Named-object pointing records:
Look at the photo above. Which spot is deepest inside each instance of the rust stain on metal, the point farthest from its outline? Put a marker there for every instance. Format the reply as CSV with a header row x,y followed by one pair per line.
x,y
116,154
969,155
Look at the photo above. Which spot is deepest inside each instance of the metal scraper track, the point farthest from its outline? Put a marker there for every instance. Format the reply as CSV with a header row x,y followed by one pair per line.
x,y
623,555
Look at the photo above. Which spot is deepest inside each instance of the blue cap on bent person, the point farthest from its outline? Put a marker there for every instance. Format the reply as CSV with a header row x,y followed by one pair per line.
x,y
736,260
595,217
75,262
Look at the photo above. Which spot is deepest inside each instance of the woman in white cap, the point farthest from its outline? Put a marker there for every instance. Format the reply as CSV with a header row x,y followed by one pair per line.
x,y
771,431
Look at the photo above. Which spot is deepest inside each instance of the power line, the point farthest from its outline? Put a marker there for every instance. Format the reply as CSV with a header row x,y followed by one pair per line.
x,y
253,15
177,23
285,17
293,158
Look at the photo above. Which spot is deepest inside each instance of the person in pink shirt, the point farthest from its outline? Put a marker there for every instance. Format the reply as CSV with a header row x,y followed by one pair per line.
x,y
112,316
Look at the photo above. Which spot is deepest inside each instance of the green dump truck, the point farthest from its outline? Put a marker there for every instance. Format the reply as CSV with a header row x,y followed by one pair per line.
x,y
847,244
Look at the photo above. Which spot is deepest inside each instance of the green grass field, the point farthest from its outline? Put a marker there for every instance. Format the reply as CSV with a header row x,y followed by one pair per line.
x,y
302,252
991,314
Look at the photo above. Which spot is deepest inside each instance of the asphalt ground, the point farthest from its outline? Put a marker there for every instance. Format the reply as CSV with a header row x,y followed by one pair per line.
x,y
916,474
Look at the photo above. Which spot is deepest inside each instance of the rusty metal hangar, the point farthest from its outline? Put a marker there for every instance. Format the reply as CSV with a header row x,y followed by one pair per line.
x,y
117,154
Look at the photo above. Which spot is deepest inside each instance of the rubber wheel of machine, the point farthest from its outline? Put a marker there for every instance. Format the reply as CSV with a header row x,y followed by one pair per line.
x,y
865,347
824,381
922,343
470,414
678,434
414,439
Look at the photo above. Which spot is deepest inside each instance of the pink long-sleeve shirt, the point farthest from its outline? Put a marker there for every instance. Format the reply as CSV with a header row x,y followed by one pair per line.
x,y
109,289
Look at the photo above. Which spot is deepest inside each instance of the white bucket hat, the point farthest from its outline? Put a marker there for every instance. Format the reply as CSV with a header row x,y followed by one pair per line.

Work to complete: Restate every record exactly, leaving nothing out.

Result of the task:
Look at the photo above. Which spot is deepest inside each instance of the rust stain on metal, the point farthest from its outline? Put a marker there for every instance. Format the reply as CSV with a header row x,y followed by one pair per line.
x,y
116,154
969,155
Look at the photo above. Which spot is deepest inside each instance of the metal scraper track, the point farthest from its outline? Put a marker there for every instance. Format the reply as CSV with a header row x,y followed by one pair per line.
x,y
623,555
Look at the photo above. Which spot is deepest inside each instance of the blue cap on bent person, the point farthest from its outline? Put a marker there for every instance. Format the reply as CSV with a header row x,y followed by one pair per line.
x,y
736,260
595,217
75,262
Look at the photo above. Which spot is deepest inside each instance of the woman in white cap, the point farthest from its outline? Put a marker there for every instance. Format the reply as CSV with a header row x,y followed by one pair per line.
x,y
771,431
Look at the photo above. Which spot is deepest inside each instance of the power line, the point farthest from its outline? Put a marker there for every instance. Format the reply as CSV with a header row x,y followed by one pair per line.
x,y
253,15
177,23
285,17
293,158
Look at the photo above. Which spot is deepest inside each instance of the person in pink shirt, the point farthest from its outline? Put a marker there for every instance. Format the reply as CSV with a header row x,y followed by one pair per line.
x,y
112,316
Look at the photo above. Which spot is deepest inside each instance of the green dump truck, the point farthest from its outline? Put a marker there for every instance. Format the reply as CSV with a header row x,y followed by one pair per line.
x,y
847,244
Look at the photo above. Which spot is deepest inside each instance of the green grass field, the point farthest from its outline? Put a marker there for every instance. Format the reply as CSV with a header row x,y followed by one pair per line.
x,y
302,252
991,314
Look at the photo above. Which spot is deepest inside each instance of the asphalt ground, the point farthest from its outline? Put a marker there for every instance. Format the reply as CSV with a header row x,y followed by one pair per line.
x,y
916,474
Look at the photo above. Which spot is deepest inside each instance of the rusty metal hangar, the point farthest from its outline? Put a marker there for every instance. Format the reply as CSV with a header row x,y followed by one pair per line.
x,y
117,154
Look at the photo above. Which spot is deepest inside each instance of the rubber wheel of machine, the point farthest from its outline? Put a marker there for every instance. Format the reply as CSV with a header row x,y followed by one pair per line.
x,y
865,347
824,381
922,343
470,414
678,434
414,439
Look at the photo above. Which spot is deepest inside each instance of the pink long-sleeve shirt, the point farthest from its outline? Put a marker there for every instance. Format the reply as CSV with a header row x,y followed by one pair per line.
x,y
109,289
Look at the photo above. Which spot is deepest inside each instance of the white bucket hat, the point farthest from its outline? Put a marker there for every instance. Format the reply as CSV with a header row x,y followed by one pair per line.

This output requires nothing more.